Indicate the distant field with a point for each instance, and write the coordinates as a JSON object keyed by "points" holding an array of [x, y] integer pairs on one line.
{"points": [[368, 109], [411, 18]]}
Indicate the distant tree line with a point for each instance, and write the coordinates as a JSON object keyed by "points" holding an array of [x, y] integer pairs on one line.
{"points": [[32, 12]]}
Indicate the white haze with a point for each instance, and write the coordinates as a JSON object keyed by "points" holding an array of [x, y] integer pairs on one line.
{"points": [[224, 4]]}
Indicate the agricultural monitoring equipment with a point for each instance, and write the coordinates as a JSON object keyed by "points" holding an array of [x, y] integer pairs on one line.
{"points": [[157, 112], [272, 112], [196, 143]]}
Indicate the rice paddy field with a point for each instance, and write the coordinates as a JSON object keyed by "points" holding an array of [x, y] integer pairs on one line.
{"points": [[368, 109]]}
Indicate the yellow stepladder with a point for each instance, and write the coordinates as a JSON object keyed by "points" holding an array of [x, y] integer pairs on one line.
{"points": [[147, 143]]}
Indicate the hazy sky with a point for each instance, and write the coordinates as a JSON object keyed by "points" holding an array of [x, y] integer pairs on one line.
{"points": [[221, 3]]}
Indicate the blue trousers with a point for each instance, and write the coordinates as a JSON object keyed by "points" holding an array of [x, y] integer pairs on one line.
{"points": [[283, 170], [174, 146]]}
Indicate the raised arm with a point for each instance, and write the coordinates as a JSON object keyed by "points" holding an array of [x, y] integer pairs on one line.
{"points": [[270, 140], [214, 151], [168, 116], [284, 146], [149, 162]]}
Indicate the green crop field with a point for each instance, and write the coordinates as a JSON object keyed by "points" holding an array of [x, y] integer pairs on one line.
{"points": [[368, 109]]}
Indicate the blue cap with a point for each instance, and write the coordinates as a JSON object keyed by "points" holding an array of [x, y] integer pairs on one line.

Work instructions:
Your task is to retype the records precisely as they stand.

Reply:
Indicate the distant field with a point for each instance, and write the coordinates as a JSON object keyed by "points" holding an array of [x, y] integer pairs on one line.
{"points": [[368, 109], [411, 18]]}
Indicate the distant tree line with a point for each instance, and write the coordinates as a JSON object keyed by "points" holding an array of [x, y] integer pairs on one line.
{"points": [[32, 12]]}
Indicate the white haze with a point for each instance, and write the coordinates as a JSON object keyed by "points" holding an array of [x, y] integer pairs on one line.
{"points": [[224, 4]]}
Indicate the agricultural monitoring equipment with a point for each instance, and write the coordinates as a JSON object keyed by "points" holding an array of [x, y] integer pairs on one line.
{"points": [[157, 112], [272, 112], [196, 143]]}
Indicate the rice paddy field with a point for each instance, and write the coordinates as a JSON object keyed by "points" holding an array of [x, y] integer pairs on one line.
{"points": [[368, 109]]}
Indicate the yellow stepladder with a point for each instance, and write the coordinates as a JSON object keyed by "points" holding an array of [x, y] integer pairs on one line.
{"points": [[147, 143]]}
Indicate the hazy sky with a point for each instance, and write the coordinates as a JSON object keyed by "points" holding an array of [x, y] integer pairs on one line.
{"points": [[221, 3]]}
Indicate the blue trousers with a point for each instance, and write the coordinates as a JSON object keyed by "points" holding an array of [x, y] integer pairs on one line.
{"points": [[283, 170], [174, 146]]}
Indicate the raised arm with a point for each instance, and write the coordinates as a JSON object keyed by "points" holding an array of [x, y] integer pairs on one line.
{"points": [[270, 140], [214, 151], [168, 116], [284, 146], [149, 162]]}
Indicate the green crop field with a point for each instance, and write the coordinates as a JSON object keyed by "points" holding an array of [x, y] integer pairs on one line.
{"points": [[368, 109]]}
Indicate the blue cap with a point for each instance, and write the coordinates as a JSON object keyed by "points" holding an array of [x, y] integer pairs on one line.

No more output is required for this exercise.